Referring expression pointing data
* * * *
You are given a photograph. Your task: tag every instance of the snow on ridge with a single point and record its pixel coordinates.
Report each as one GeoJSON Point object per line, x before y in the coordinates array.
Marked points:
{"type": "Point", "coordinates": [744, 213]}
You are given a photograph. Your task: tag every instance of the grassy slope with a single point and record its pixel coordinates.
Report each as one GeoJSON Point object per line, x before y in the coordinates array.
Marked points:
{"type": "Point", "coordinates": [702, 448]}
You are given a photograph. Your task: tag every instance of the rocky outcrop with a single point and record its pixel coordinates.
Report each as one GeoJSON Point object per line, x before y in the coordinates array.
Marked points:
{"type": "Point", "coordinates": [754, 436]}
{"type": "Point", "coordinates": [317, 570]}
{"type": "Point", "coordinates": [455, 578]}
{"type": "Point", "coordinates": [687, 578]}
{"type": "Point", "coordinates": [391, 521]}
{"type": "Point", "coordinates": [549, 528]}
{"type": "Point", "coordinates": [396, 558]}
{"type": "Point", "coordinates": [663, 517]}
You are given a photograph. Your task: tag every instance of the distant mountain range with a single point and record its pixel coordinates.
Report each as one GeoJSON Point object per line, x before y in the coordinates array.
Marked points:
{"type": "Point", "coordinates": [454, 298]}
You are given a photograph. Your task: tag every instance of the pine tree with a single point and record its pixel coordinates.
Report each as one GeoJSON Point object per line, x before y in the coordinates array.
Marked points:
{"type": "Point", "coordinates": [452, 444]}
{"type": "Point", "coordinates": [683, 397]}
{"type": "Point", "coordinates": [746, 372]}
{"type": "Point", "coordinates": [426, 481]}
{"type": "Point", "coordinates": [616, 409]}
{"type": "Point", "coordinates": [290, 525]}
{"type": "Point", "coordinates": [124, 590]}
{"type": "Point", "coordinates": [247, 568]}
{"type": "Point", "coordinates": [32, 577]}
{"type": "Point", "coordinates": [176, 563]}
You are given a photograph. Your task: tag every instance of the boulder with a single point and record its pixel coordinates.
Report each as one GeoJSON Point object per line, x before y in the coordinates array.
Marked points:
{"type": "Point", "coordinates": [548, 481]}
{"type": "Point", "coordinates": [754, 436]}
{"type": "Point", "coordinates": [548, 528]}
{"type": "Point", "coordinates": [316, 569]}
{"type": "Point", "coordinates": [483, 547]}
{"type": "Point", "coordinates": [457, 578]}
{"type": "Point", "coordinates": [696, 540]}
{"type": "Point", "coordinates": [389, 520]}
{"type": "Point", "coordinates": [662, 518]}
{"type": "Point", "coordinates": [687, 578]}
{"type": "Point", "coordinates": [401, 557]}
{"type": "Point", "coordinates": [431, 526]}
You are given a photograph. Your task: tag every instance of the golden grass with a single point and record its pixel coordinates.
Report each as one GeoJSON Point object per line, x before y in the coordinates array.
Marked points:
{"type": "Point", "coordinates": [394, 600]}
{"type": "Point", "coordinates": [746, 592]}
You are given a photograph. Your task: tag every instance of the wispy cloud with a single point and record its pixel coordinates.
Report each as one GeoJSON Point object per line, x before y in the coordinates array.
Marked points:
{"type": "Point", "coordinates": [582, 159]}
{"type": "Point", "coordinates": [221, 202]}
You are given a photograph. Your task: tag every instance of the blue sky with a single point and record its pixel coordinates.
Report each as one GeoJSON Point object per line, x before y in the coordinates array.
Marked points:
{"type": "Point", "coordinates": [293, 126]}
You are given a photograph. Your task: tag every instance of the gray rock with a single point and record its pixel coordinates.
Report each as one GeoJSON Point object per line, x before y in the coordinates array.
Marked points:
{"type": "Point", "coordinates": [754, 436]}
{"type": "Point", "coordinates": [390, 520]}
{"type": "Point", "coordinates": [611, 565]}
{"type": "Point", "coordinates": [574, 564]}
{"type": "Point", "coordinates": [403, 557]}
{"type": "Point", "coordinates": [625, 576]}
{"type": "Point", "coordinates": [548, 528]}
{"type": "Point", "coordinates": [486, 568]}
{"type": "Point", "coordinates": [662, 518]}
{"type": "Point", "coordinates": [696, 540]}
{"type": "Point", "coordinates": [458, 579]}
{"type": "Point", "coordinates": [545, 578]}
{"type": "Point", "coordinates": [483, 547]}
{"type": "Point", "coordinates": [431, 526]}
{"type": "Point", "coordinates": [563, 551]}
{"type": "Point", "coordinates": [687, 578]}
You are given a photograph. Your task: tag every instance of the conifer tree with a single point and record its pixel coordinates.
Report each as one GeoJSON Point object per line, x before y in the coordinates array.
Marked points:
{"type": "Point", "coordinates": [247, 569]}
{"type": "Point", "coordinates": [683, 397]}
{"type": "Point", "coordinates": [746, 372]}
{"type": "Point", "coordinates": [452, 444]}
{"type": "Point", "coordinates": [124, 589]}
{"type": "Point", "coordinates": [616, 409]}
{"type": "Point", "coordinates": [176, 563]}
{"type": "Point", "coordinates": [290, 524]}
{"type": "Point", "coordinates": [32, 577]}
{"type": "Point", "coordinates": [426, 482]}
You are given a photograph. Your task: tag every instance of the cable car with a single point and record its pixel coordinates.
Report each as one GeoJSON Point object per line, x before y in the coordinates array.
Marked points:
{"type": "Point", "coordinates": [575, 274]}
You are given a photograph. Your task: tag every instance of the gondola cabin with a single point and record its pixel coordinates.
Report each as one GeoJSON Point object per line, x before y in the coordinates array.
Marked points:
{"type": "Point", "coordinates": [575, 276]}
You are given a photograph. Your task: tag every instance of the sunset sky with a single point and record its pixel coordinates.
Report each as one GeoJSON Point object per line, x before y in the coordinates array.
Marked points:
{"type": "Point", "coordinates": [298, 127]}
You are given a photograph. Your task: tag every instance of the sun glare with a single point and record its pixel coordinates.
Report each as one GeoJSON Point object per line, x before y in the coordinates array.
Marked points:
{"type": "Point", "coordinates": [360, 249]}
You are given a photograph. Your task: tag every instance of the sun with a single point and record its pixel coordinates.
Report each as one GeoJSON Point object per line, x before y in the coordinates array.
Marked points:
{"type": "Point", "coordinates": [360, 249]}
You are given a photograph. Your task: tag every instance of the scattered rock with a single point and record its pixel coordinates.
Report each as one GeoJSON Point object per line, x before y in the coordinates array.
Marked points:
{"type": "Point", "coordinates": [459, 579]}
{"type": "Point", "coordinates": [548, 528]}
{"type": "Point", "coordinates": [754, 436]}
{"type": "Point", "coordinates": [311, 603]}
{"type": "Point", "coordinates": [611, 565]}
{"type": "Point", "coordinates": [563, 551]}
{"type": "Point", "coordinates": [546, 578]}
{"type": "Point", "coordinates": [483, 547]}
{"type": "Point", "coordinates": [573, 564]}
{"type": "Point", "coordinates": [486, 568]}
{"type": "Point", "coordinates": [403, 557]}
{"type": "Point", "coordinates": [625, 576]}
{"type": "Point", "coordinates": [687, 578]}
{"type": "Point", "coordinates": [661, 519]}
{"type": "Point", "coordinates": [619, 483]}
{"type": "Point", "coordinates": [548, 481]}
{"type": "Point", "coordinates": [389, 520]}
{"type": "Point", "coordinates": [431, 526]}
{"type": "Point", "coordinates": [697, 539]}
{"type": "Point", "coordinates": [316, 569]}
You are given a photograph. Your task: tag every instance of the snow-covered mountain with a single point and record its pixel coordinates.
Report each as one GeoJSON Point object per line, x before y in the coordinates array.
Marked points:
* * * *
Type the data again exactly. Leave nothing out.

You are given a photograph. Your task: tag every instance of the snow on ridge with a single point and record its pixel coordinates.
Report each as one GeoJSON Point object per line, x before y in the coordinates array.
Marked points:
{"type": "Point", "coordinates": [744, 213]}
You are given a photograph. Your task: tag every instance of the grassy slope with a single point and record its pixel coordinates.
Report each as one GeoJSON Point object per line, x before y in the coordinates array.
Marked points:
{"type": "Point", "coordinates": [702, 448]}
You are given a photograph. Your task: tag every instance of the rocky outcrop with a single point and record its pixel coordinates.
Report each as one GeoJSON Point object per line, x before y in the coordinates array.
Marked points:
{"type": "Point", "coordinates": [754, 436]}
{"type": "Point", "coordinates": [317, 570]}
{"type": "Point", "coordinates": [455, 578]}
{"type": "Point", "coordinates": [687, 578]}
{"type": "Point", "coordinates": [391, 521]}
{"type": "Point", "coordinates": [549, 528]}
{"type": "Point", "coordinates": [396, 558]}
{"type": "Point", "coordinates": [663, 517]}
You are given a photograph. Your task: tag every instance of the distant mountain range with a single point and record its pixel coordinates.
Report each as one GeoJSON Point object per line, x before y in the coordinates array.
Marked points:
{"type": "Point", "coordinates": [454, 298]}
You are given a photograph. Your task: tag every instance of the pine tree with a single point and record its pixel coordinates.
Report each as one GeoJSON Point object per line, x before y in the coordinates array.
Marked points:
{"type": "Point", "coordinates": [452, 444]}
{"type": "Point", "coordinates": [683, 397]}
{"type": "Point", "coordinates": [746, 372]}
{"type": "Point", "coordinates": [426, 481]}
{"type": "Point", "coordinates": [616, 409]}
{"type": "Point", "coordinates": [290, 525]}
{"type": "Point", "coordinates": [124, 590]}
{"type": "Point", "coordinates": [247, 568]}
{"type": "Point", "coordinates": [32, 577]}
{"type": "Point", "coordinates": [176, 563]}
You are given a photograph. Your task: tag every instance of the boulder with a single point and record its pixel coordinates.
Report each as one GeoJSON Point object per line, x before y in the coordinates array.
Marked points:
{"type": "Point", "coordinates": [548, 481]}
{"type": "Point", "coordinates": [754, 436]}
{"type": "Point", "coordinates": [548, 528]}
{"type": "Point", "coordinates": [316, 569]}
{"type": "Point", "coordinates": [483, 547]}
{"type": "Point", "coordinates": [457, 578]}
{"type": "Point", "coordinates": [696, 540]}
{"type": "Point", "coordinates": [389, 520]}
{"type": "Point", "coordinates": [662, 518]}
{"type": "Point", "coordinates": [687, 578]}
{"type": "Point", "coordinates": [401, 557]}
{"type": "Point", "coordinates": [431, 526]}
You are given a photograph. Your task: tag every instance of the golden grass with a single point and record its pixel coordinates.
Report each as one GeoJSON Point object per line, x before y in the coordinates array.
Marked points:
{"type": "Point", "coordinates": [394, 600]}
{"type": "Point", "coordinates": [746, 592]}
You are given a photograph. Your task: tag every instance of the wispy cloud with a single point and record its pixel coordinates.
Report each as one GeoJSON Point object per line, x before y in the coordinates array.
Marked points:
{"type": "Point", "coordinates": [582, 159]}
{"type": "Point", "coordinates": [221, 202]}
You are given a photograph. Your task: tag every instance of the blue sky with a single point and record its pixel coordinates.
Report each as one GeoJSON Point object per line, x before y in the coordinates array.
Marked points:
{"type": "Point", "coordinates": [293, 126]}
You are given a photograph. Your task: tag every instance of the gray rock with a single point and record its pixel coordinates.
Report each as one GeoJSON Point object per line, x before y in the coordinates array.
Marked points:
{"type": "Point", "coordinates": [754, 436]}
{"type": "Point", "coordinates": [390, 520]}
{"type": "Point", "coordinates": [611, 565]}
{"type": "Point", "coordinates": [574, 564]}
{"type": "Point", "coordinates": [403, 557]}
{"type": "Point", "coordinates": [625, 576]}
{"type": "Point", "coordinates": [548, 528]}
{"type": "Point", "coordinates": [486, 568]}
{"type": "Point", "coordinates": [662, 518]}
{"type": "Point", "coordinates": [696, 540]}
{"type": "Point", "coordinates": [458, 579]}
{"type": "Point", "coordinates": [545, 578]}
{"type": "Point", "coordinates": [483, 547]}
{"type": "Point", "coordinates": [431, 526]}
{"type": "Point", "coordinates": [563, 551]}
{"type": "Point", "coordinates": [687, 578]}
You are given a photograph. Your task: tag every instance of the conifer tree with a single point and record its pixel coordinates.
Report each as one GeoJSON Point object per line, x before y in the coordinates array.
Marked points:
{"type": "Point", "coordinates": [247, 569]}
{"type": "Point", "coordinates": [683, 397]}
{"type": "Point", "coordinates": [746, 372]}
{"type": "Point", "coordinates": [452, 444]}
{"type": "Point", "coordinates": [124, 589]}
{"type": "Point", "coordinates": [616, 409]}
{"type": "Point", "coordinates": [176, 563]}
{"type": "Point", "coordinates": [290, 524]}
{"type": "Point", "coordinates": [32, 577]}
{"type": "Point", "coordinates": [426, 482]}
You are given a photograph. Your task: tag every instance of the cable car with a single point and record its pixel coordinates.
Report each as one GeoJSON Point object per line, x before y in the coordinates array.
Marked points:
{"type": "Point", "coordinates": [575, 274]}
You are given a photograph. Your task: tag every instance of the gondola cabin with a single point and record its pixel coordinates.
Report each as one GeoJSON Point object per line, x before y in the coordinates array.
Marked points:
{"type": "Point", "coordinates": [575, 276]}
You are given a photograph. Your task: tag every instance of the sunset sky with a single point and record its pixel coordinates.
Report each as one GeoJSON Point object per line, x before y in the coordinates array.
Marked points:
{"type": "Point", "coordinates": [298, 127]}
You are given a photograph. Your task: tag every instance of the sun glare with a single point and record its pixel coordinates.
Report each as one GeoJSON Point object per line, x before y in the coordinates array.
Marked points:
{"type": "Point", "coordinates": [360, 249]}
You are given a photograph. Your task: tag every instance of the sun with a single point and record its pixel coordinates.
Report each as one GeoJSON Point object per line, x before y in the coordinates array.
Marked points:
{"type": "Point", "coordinates": [360, 249]}
You are given a photograph. Your task: tag every instance of the scattered rock with a single point and record its pixel coordinates.
Report each as one GeoJSON Point object per line, x before y in the coordinates array.
Marked points:
{"type": "Point", "coordinates": [459, 579]}
{"type": "Point", "coordinates": [548, 528]}
{"type": "Point", "coordinates": [754, 436]}
{"type": "Point", "coordinates": [311, 603]}
{"type": "Point", "coordinates": [611, 565]}
{"type": "Point", "coordinates": [563, 551]}
{"type": "Point", "coordinates": [546, 578]}
{"type": "Point", "coordinates": [483, 547]}
{"type": "Point", "coordinates": [573, 564]}
{"type": "Point", "coordinates": [486, 568]}
{"type": "Point", "coordinates": [403, 557]}
{"type": "Point", "coordinates": [625, 576]}
{"type": "Point", "coordinates": [687, 578]}
{"type": "Point", "coordinates": [661, 519]}
{"type": "Point", "coordinates": [619, 483]}
{"type": "Point", "coordinates": [548, 481]}
{"type": "Point", "coordinates": [389, 520]}
{"type": "Point", "coordinates": [431, 526]}
{"type": "Point", "coordinates": [697, 539]}
{"type": "Point", "coordinates": [316, 569]}
You are given a photograph. Your task: tag every instance of the snow-covered mountain with a single point and record its pixel coordinates.
Report each as one GeoJSON Point object per line, x before y in the coordinates array.
Marked points:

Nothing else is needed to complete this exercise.